• **Activity**
When a line below holds the string "pocket", show that line.

Extracted records:
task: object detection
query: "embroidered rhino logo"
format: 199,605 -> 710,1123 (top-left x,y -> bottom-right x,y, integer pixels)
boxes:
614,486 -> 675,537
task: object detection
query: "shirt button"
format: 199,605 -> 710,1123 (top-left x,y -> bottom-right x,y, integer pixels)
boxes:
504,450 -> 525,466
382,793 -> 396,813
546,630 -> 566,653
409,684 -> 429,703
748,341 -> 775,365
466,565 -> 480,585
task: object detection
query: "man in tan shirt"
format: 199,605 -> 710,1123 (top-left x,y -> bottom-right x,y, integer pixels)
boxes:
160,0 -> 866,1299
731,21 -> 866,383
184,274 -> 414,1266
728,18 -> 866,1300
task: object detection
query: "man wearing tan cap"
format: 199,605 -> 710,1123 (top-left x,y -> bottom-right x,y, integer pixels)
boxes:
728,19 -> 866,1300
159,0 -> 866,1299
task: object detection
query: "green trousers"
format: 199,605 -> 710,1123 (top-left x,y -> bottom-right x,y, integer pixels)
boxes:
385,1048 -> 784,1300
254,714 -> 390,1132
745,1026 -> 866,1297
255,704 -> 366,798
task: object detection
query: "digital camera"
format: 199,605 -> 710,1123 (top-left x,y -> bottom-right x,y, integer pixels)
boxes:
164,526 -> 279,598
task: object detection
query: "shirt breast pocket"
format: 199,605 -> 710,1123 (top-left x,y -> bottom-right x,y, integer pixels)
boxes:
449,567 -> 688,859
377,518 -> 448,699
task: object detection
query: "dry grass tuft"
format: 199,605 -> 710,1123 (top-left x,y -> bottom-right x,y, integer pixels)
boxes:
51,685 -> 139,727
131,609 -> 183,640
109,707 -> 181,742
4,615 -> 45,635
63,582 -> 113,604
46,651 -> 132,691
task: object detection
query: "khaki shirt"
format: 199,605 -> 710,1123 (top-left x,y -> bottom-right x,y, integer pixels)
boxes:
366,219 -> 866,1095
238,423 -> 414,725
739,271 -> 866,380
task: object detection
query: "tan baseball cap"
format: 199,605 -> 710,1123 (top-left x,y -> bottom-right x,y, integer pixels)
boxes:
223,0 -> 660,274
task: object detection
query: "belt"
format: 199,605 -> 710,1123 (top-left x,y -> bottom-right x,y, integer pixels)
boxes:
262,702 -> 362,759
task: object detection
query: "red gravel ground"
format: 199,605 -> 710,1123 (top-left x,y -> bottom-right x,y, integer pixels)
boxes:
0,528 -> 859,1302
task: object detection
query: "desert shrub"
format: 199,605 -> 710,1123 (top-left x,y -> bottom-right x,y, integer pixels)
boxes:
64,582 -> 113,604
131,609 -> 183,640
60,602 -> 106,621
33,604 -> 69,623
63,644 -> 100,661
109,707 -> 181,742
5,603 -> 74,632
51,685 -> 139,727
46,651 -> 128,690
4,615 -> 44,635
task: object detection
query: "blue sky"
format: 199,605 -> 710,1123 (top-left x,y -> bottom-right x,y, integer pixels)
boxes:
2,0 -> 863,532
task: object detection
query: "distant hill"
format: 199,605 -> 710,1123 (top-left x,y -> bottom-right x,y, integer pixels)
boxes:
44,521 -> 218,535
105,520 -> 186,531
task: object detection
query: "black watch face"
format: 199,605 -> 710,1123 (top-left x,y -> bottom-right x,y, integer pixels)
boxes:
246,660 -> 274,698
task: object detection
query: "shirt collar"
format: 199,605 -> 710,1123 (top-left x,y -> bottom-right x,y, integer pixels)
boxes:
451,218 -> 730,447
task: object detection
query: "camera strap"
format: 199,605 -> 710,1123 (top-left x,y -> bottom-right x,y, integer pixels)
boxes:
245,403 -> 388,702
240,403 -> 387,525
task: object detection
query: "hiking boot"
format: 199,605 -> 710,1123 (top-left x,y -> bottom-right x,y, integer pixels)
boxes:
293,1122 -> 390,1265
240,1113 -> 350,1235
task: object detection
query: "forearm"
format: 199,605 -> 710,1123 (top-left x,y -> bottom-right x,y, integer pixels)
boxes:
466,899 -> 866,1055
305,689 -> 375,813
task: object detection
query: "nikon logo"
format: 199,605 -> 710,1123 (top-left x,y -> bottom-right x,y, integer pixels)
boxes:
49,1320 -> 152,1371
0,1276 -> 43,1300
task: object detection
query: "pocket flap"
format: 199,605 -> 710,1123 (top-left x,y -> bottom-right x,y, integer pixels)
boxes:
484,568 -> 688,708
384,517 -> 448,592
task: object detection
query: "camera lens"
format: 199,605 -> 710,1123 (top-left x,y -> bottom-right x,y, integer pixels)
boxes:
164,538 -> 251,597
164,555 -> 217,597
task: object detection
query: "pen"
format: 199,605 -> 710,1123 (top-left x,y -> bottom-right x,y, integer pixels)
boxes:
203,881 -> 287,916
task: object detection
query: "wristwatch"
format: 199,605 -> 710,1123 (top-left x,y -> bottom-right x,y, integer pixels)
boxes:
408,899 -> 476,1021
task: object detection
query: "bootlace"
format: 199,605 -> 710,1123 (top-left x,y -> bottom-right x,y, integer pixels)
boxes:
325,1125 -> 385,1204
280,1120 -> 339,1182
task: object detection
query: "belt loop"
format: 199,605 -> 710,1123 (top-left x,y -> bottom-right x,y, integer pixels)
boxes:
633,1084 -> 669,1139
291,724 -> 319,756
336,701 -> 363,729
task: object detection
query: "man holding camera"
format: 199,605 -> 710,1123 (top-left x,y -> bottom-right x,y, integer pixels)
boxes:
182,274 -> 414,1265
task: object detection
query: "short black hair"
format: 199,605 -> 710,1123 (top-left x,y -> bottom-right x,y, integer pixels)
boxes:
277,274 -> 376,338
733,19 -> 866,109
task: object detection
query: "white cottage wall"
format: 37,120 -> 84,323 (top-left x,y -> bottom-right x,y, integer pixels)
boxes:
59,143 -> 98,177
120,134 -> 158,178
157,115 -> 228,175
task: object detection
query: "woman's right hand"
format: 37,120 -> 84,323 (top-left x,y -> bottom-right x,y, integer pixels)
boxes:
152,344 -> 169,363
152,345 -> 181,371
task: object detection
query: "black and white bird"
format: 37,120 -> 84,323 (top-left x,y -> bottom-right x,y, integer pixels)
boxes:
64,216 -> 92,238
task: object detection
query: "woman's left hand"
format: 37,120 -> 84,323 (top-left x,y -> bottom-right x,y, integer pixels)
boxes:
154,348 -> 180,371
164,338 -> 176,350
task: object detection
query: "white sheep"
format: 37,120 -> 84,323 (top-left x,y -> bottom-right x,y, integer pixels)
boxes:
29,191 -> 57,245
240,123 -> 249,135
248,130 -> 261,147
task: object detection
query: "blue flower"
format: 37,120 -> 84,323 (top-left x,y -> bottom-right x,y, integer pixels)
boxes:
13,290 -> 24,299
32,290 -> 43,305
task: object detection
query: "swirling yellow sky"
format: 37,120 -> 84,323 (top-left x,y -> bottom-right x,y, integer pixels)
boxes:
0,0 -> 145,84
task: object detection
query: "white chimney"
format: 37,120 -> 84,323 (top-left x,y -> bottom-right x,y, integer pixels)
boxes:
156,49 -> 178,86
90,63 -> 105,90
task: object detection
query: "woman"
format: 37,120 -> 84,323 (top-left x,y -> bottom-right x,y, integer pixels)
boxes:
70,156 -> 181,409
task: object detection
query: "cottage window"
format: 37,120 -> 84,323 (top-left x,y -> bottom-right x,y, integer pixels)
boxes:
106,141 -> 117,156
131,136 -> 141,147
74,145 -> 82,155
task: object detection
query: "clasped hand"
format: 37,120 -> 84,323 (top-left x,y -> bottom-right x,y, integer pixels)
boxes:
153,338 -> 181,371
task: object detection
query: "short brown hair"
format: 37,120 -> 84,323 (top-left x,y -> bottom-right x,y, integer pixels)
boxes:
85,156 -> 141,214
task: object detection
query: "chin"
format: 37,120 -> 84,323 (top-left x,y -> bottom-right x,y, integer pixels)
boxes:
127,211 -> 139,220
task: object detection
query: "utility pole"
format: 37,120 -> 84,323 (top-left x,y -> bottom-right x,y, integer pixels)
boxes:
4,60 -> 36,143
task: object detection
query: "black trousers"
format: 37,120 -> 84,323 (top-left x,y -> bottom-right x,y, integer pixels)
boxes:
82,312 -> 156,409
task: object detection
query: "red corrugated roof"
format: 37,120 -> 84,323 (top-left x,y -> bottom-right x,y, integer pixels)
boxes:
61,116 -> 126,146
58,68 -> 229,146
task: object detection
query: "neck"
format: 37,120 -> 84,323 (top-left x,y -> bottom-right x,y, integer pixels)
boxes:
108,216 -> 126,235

• **Result for this exercise**
query: "shirt breast pocket"
query: "pocket flap"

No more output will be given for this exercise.